**Records excerpted from a collection:**
--- --- ---

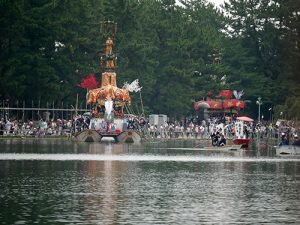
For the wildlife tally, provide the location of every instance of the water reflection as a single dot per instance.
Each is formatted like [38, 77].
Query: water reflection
[79, 183]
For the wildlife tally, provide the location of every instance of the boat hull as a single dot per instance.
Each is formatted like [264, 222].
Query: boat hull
[242, 141]
[288, 150]
[90, 135]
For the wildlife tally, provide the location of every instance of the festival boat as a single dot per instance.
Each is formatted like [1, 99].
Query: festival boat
[108, 120]
[240, 138]
[287, 150]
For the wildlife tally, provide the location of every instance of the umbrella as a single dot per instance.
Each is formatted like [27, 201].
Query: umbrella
[88, 114]
[245, 119]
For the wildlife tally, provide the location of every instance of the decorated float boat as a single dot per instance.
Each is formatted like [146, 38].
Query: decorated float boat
[108, 120]
[224, 103]
[288, 150]
[240, 137]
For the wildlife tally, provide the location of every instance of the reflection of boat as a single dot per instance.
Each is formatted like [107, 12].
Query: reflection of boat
[287, 150]
[108, 101]
[210, 148]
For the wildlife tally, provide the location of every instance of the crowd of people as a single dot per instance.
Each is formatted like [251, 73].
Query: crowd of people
[217, 128]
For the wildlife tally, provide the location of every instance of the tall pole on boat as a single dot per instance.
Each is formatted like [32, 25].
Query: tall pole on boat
[76, 106]
[259, 102]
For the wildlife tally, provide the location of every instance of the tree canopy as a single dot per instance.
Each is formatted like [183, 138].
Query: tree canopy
[179, 50]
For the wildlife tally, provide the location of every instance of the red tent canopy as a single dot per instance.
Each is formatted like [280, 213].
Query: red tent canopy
[217, 104]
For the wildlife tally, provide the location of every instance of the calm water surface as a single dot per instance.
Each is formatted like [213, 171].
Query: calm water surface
[62, 182]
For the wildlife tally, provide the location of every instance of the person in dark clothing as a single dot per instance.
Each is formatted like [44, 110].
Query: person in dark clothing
[222, 141]
[215, 139]
[1, 128]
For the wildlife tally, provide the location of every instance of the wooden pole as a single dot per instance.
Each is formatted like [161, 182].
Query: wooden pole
[76, 106]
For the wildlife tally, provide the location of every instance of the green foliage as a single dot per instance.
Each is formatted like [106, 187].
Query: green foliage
[47, 46]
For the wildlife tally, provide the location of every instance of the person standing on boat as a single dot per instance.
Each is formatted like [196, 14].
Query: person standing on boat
[222, 140]
[296, 141]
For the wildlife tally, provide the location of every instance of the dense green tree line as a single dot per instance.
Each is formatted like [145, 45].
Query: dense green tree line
[177, 51]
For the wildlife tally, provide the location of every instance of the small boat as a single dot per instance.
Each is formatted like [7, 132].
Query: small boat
[240, 131]
[241, 141]
[287, 150]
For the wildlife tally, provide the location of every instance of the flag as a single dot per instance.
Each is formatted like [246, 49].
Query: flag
[133, 87]
[89, 82]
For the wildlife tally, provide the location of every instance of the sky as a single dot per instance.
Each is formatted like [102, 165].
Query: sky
[216, 2]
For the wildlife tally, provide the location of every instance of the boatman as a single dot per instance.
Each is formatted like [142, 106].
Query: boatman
[296, 141]
[222, 141]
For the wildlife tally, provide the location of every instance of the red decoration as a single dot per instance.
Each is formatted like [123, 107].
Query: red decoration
[89, 82]
[215, 104]
[226, 94]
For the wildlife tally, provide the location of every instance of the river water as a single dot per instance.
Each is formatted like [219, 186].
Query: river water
[64, 182]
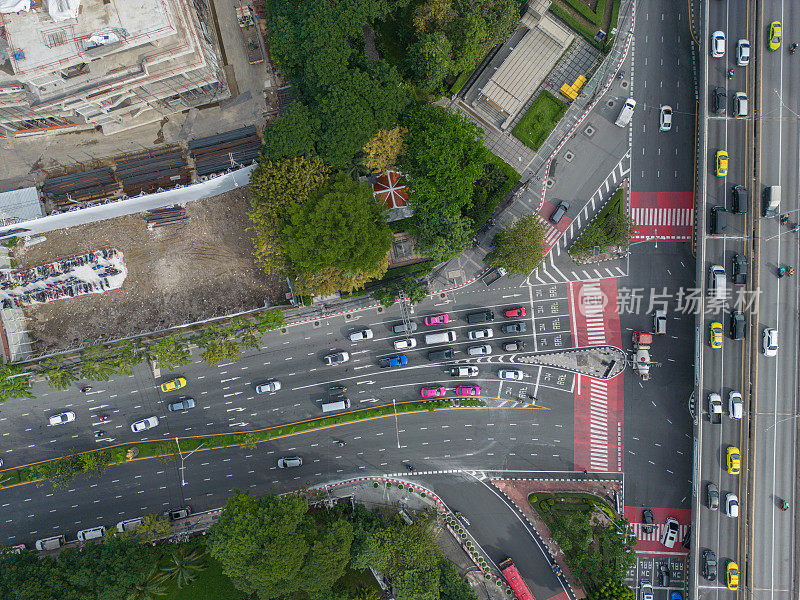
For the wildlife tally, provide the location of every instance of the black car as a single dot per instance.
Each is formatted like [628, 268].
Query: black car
[514, 346]
[516, 327]
[647, 520]
[664, 575]
[719, 99]
[739, 269]
[709, 565]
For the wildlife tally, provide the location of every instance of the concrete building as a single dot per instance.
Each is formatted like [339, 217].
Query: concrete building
[82, 64]
[534, 55]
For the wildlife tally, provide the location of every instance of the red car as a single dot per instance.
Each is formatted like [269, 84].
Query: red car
[468, 390]
[513, 313]
[437, 320]
[434, 392]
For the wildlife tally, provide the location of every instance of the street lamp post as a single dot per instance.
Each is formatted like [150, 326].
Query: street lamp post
[178, 443]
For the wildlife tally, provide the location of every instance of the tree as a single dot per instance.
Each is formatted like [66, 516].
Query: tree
[95, 365]
[442, 239]
[185, 565]
[383, 150]
[468, 36]
[519, 248]
[432, 16]
[332, 280]
[169, 352]
[149, 586]
[430, 60]
[445, 155]
[339, 229]
[14, 382]
[292, 135]
[265, 546]
[59, 375]
[451, 585]
[612, 590]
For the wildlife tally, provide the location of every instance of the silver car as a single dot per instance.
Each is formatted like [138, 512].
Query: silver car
[479, 350]
[718, 44]
[270, 386]
[337, 358]
[665, 118]
[289, 462]
[62, 418]
[144, 424]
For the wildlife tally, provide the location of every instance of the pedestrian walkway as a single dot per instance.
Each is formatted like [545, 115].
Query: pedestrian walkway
[663, 216]
[598, 411]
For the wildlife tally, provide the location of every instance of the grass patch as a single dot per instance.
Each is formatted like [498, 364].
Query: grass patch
[539, 120]
[611, 227]
[211, 584]
[166, 448]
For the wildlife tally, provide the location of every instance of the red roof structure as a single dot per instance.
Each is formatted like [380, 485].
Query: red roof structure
[391, 190]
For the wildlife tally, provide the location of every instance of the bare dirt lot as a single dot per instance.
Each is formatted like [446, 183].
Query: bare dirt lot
[197, 269]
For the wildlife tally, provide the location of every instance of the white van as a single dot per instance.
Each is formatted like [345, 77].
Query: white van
[716, 282]
[93, 533]
[129, 524]
[336, 405]
[51, 543]
[626, 113]
[440, 338]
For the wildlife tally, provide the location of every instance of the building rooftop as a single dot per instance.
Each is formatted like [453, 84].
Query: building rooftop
[38, 45]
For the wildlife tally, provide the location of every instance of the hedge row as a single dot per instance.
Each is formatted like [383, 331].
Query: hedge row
[118, 454]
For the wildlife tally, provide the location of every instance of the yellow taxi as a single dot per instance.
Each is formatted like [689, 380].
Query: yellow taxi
[175, 384]
[733, 576]
[734, 460]
[722, 163]
[775, 35]
[715, 334]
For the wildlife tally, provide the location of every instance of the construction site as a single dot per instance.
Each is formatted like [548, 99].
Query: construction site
[78, 64]
[182, 264]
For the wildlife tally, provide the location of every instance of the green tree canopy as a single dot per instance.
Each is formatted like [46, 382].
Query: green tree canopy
[339, 227]
[519, 248]
[444, 156]
[270, 546]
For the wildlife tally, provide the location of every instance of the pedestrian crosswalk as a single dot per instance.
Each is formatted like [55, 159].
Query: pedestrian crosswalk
[663, 224]
[662, 216]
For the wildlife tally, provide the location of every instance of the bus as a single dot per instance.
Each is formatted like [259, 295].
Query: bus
[514, 580]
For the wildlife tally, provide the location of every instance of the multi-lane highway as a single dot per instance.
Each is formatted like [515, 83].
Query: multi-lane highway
[763, 151]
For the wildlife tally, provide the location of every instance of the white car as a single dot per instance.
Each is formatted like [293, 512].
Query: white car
[272, 385]
[337, 358]
[732, 506]
[671, 529]
[361, 334]
[510, 374]
[735, 405]
[479, 334]
[479, 350]
[770, 342]
[718, 44]
[665, 118]
[61, 418]
[646, 592]
[405, 344]
[144, 424]
[742, 53]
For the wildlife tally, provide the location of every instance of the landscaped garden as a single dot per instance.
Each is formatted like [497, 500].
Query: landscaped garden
[539, 120]
[598, 544]
[611, 227]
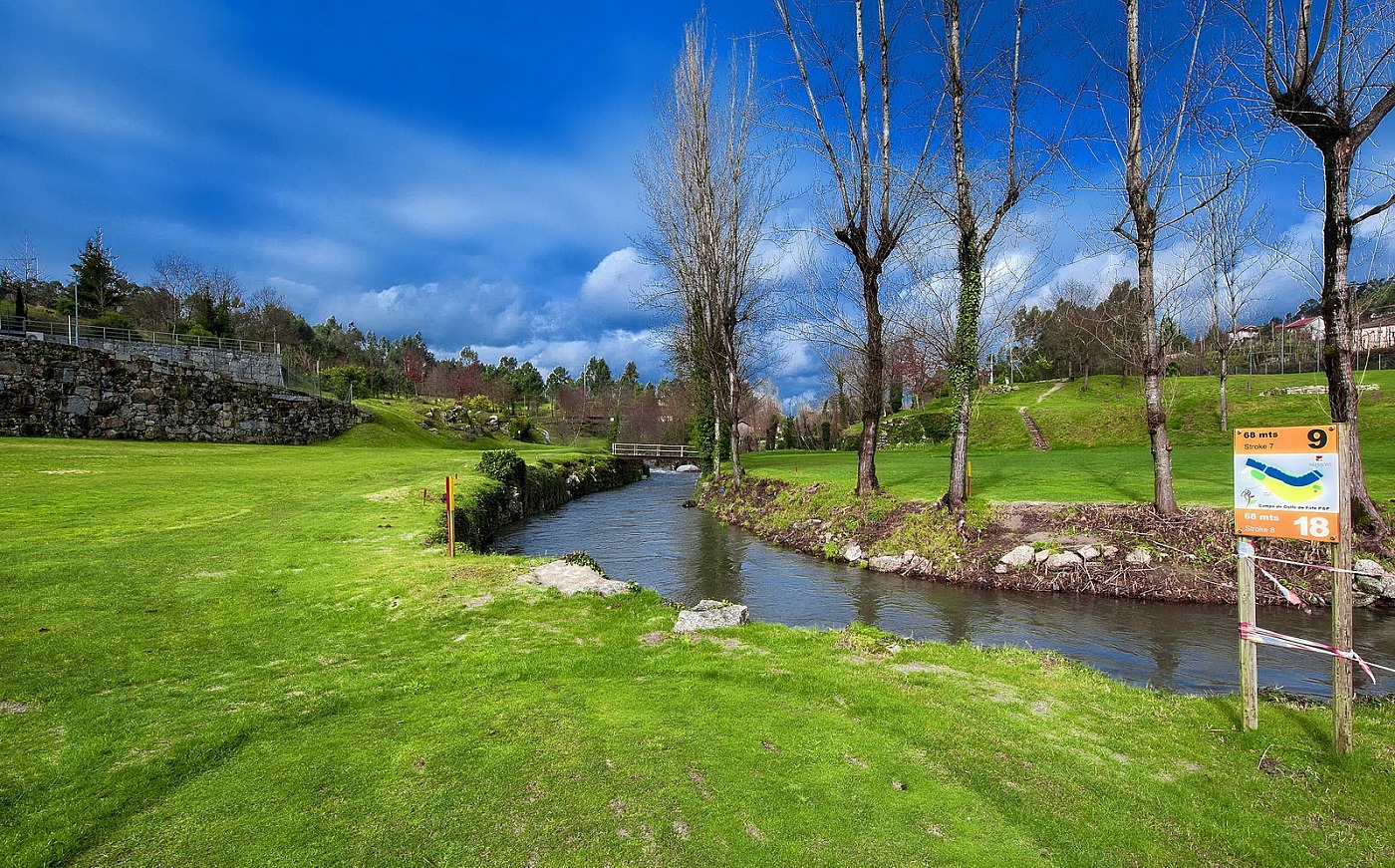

--- --- ---

**Exercise directions:** Since pictures are not part of the copy, set down only the remaining data exactly.

**Task output:**
For the wildlife tally, provide the location of every instance of the water reflection as a single dot per instance.
Each is formatted like [38, 77].
Query: water reflection
[79, 183]
For the wildlife tally, provide the location of every instance of the boat hull as a single dot per instance.
Each is formatted like [264, 222].
Query: boat hull
[242, 141]
[288, 150]
[90, 135]
For the wildlife tally, provide the location of every instance of the festival boat as a single dot per instance.
Each is formatted like [1, 99].
Query: festival boat
[108, 120]
[240, 138]
[287, 150]
For the wildlife tally, provide the location of every instance of the umbrella as a single dot per instance.
Each is formatted like [27, 201].
Query: umbrella
[88, 114]
[245, 119]
For the wildlife tally, provide the location of every instance of the decorated float boat as a single dot per instance.
Each is formatted like [146, 38].
Query: decorated float boat
[108, 120]
[224, 103]
[288, 150]
[240, 137]
For the wildlife tally, provide the location of every instance of the reflection of boat as a single dot per instance.
Each is formatted like [107, 12].
Query: reflection of boat
[287, 150]
[108, 101]
[210, 148]
For the wildlife tally, provide the location of every instance of the crowd of people as a single dot per instance.
Each is formatted like [251, 73].
Query: crowd of people
[217, 128]
For the wildlife tally, provide the location of every instance of the tall pole on boat as a single dot per instance.
Each is formatted like [32, 25].
Query: tall pole on boat
[76, 106]
[259, 102]
For the wildlife tally, provide the location of every instance of the tree canopy as a single dot per instance.
Each is formatted like [183, 138].
Query: tree canopy
[179, 50]
For the wildlife tally, provide the location of every instance of the red tent canopy as a single dot per instance.
Each is formatted like [280, 213].
Query: red tent canopy
[217, 104]
For the wildlife tally, provide the location of every instance of the calm water surface as a single dot per instance.
Each is formatted like [213, 171].
Query: calm water surface
[62, 182]
For the wildlife tally, provide the location of every instance of the person in dark clothing as a single dot per instance.
Each is formatted like [44, 110].
Query: person in dark clothing
[222, 141]
[215, 139]
[1, 128]
For the wildlife tally, provide the location of every instance of the wooden pole as a single dot per instance.
Each is formatted like [161, 182].
Query: wooden pole
[76, 106]
For the wildlife tally, provide the location of every instance of the green foliage as a single dot per instance.
Each is formatted like [106, 187].
Query: green foliage
[47, 46]
For the wildlife tally, provide the location of every instance of the person standing on boat as a single dot per instance.
Each is formatted like [196, 14].
Query: person standing on boat
[222, 140]
[296, 141]
For the wildlife tally, provide the location of every instance of the dense green tree line as a single dot per instance.
Each is formatted like [145, 45].
Query: dense green tree line
[177, 51]
For the wildlife tally, provide the location of every instance of the small boat as a single dot per instance.
Each is formatted like [7, 132].
Query: small boat
[240, 131]
[241, 141]
[287, 150]
For the wildlife tally, provide the location of every instance of the flag as a single dot per instance.
Each is formatted like [246, 49].
Query: flag
[133, 87]
[89, 82]
For the wildlife tally, provide the location of every instance of the sky as a single dot per instance.
Each is formatted like [102, 165].
Query: sky
[216, 2]
For the wildlife tally, provide the location of every instance of the boatman as a single dot per instance.
Each is formatted like [142, 106].
Query: boatman
[296, 141]
[222, 141]
For the wildlife tally, provide the location of every instance of the red decoration as a single dot per instance.
Each is formatted like [123, 107].
Query: red decoration
[89, 82]
[215, 104]
[226, 94]
For the wildlife tally, provide the location of every instance of the river water as a single dot per instance.
Each is formatted like [219, 186].
Query: river water
[64, 182]
For the wildlife tally, provide the location of every instance of the black car as a single dot per instance.
Each is formatted like [628, 268].
Query: black car
[514, 346]
[516, 327]
[647, 520]
[664, 575]
[719, 99]
[739, 269]
[709, 565]
For the wildlife tally, provide the location of every instance of the concrete building as a single dot per instance.
Each is formatted like [339, 217].
Query: concrete building
[82, 64]
[534, 55]
For the wildlife tally, provide the location of every instance of the red car as a single dot per instance.
Each is formatted like [269, 84].
Query: red car
[468, 390]
[513, 313]
[437, 320]
[434, 392]
For the wildlife tally, provide the location of every instance of the street lamp post as a single dot per instance.
Each is formatted like [150, 326].
Query: street lamp post
[178, 443]
For the wildlife tally, provide the location of every instance of the tree as a single dot per instance.
Each is formatted like [66, 516].
Query: tree
[95, 365]
[442, 239]
[185, 565]
[383, 150]
[468, 36]
[519, 248]
[432, 16]
[332, 280]
[169, 352]
[149, 586]
[430, 60]
[445, 155]
[339, 229]
[14, 382]
[292, 135]
[265, 546]
[59, 375]
[451, 585]
[612, 590]
For the wildlife tally, provide the location of every instance of the silver car as a single dot per instance.
Each is formatted like [138, 512].
Query: silver car
[479, 350]
[718, 44]
[270, 386]
[337, 358]
[665, 118]
[289, 462]
[62, 418]
[144, 424]
For the wildlife tally, provide the location of every instance of the pedestrian walkway as a single dot per instance.
Each is formatted like [545, 115].
Query: pedestrian walkway
[663, 216]
[598, 411]
For the wildlife tally, provide the location of every instance of the grass patch as a single dot per instance.
Each is formatted like [498, 364].
Query: grass patch
[539, 120]
[611, 227]
[211, 584]
[166, 448]
For the wildlife tally, provide the location of every instance of the red roof structure as a single dot per instance.
Each is formatted like [380, 485].
Query: red roof structure
[391, 190]
For the wildlife tally, provide the location of every instance of the bare dirt lot as a single dot per instance.
Each is formatted like [446, 183].
Query: bare dirt lot
[197, 269]
For the wildlife tally, provide the location of every instance of the white van as a single dot per instance.
Each is formatted like [345, 77].
Query: white van
[716, 282]
[93, 533]
[129, 524]
[336, 405]
[51, 543]
[626, 113]
[440, 338]
For the wildlife tally, provide the location of every instance of the building rooftop as a single dot per instance.
Each is formatted like [453, 84].
Query: building rooftop
[38, 45]
For the wildlife tally, provide the location of every instance of the hedge row as a single dot per instance.
Each is formatted like [383, 331].
Query: hedge row
[118, 454]
For the wildlife tally, provide the location of every instance of the yellow taxi as a single dot per instance.
Each is formatted like [689, 380].
Query: yellow taxi
[175, 384]
[733, 576]
[734, 460]
[722, 163]
[775, 35]
[715, 334]
For the wildlife tally, provide the location of every instance of the construction site as a single dot per instance.
Each is formatted like [548, 99].
Query: construction site
[78, 64]
[182, 264]
For the wildlife tally, provide the location of every instance of the green tree canopy as a single dot per instance.
Each is formatted like [46, 382].
Query: green tree canopy
[339, 227]
[519, 248]
[444, 156]
[270, 546]
For the wildlife tally, provide the location of every instance of the pedestrian crosswalk as a single dot per instance.
Each is formatted like [55, 159].
Query: pedestrian crosswalk
[663, 224]
[662, 216]
For the wildlife tally, provide the location of every instance of the bus as a single dot per instance.
Each is formatted like [259, 295].
Query: bus
[514, 580]
For the wildlife tally, provide the location of every instance of the multi-lane highway as a single dot per instance.
Each is formatted like [515, 83].
Query: multi-lane highway
[763, 151]
For the wildlife tally, provide the location of every instance of the white car as a single dot per instance.
Each is formatted like [293, 512].
Query: white car
[272, 385]
[337, 358]
[732, 506]
[671, 529]
[361, 334]
[510, 374]
[735, 405]
[479, 334]
[479, 350]
[770, 342]
[718, 44]
[665, 118]
[61, 418]
[646, 592]
[405, 344]
[144, 424]
[742, 53]
For the wildlife tally, provide the location of every instance of the landscaped garden as a single dot per instance.
Each is formatted like [497, 500].
Query: landscaped garden
[539, 120]
[598, 544]
[611, 227]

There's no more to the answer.